┌─ Records supplied
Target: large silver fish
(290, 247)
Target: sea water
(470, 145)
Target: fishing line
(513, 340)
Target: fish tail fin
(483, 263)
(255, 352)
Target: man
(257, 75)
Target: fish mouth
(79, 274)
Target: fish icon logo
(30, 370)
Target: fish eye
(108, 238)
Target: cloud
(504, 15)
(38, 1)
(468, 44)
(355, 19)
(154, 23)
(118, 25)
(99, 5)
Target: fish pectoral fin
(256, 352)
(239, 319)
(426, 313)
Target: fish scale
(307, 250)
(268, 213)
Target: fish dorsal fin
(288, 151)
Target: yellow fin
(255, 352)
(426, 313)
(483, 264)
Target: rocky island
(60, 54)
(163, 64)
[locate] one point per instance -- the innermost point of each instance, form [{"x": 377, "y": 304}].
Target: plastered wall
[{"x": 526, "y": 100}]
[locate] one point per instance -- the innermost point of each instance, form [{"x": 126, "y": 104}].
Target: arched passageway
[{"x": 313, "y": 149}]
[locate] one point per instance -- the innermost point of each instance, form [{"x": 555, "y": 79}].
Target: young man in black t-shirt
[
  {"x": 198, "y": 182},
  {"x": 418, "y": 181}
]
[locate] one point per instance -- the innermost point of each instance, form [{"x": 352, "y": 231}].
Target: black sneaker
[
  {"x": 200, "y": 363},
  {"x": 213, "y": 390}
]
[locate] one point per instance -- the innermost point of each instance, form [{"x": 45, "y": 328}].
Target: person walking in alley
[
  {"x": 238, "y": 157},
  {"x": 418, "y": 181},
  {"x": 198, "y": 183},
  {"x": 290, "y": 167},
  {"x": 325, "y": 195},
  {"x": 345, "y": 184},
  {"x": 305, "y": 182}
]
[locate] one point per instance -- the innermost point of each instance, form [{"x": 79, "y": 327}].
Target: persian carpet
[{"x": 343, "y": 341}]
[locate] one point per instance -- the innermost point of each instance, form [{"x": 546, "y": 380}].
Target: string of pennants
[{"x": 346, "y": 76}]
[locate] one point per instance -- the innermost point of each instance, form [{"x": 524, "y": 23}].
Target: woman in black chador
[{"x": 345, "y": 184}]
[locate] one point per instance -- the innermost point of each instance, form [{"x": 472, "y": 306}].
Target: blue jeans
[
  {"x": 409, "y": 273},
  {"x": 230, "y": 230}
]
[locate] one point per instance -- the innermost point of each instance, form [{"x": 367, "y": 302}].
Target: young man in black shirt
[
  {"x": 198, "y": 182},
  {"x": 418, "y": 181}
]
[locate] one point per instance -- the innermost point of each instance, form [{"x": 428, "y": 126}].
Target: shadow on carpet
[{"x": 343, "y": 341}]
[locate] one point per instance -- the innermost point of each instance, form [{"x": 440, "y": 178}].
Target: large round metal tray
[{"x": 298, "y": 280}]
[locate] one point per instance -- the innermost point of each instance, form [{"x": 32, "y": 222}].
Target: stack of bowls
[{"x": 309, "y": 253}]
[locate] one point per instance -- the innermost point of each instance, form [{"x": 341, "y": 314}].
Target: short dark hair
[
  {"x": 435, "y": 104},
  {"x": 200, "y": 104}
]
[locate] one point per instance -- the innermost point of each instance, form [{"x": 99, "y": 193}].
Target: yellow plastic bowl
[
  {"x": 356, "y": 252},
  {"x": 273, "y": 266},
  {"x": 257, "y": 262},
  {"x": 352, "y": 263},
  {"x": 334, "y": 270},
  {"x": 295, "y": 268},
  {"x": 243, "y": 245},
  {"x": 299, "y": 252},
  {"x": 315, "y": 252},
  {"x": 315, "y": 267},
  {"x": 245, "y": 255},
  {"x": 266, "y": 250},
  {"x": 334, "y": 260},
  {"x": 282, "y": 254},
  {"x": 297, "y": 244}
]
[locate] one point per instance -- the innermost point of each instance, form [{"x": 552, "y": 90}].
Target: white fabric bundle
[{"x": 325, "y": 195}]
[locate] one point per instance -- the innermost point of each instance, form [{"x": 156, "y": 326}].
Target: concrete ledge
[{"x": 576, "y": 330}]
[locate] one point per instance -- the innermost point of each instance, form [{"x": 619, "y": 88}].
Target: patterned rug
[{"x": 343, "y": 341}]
└─
### Assignment
Copy out the line holding "Target: white fabric bundle" along with all lines after it through the end of the entries, exactly and only these.

### Result
Target: white fabric bundle
[{"x": 325, "y": 195}]
[locate] one point per instance -- the innermost point of each instance, form [{"x": 156, "y": 326}].
Target: concrete ledge
[{"x": 576, "y": 330}]
[locate] one point per instance -- the innermost point of each instance, form [{"x": 619, "y": 88}].
Target: patterned rug
[{"x": 343, "y": 341}]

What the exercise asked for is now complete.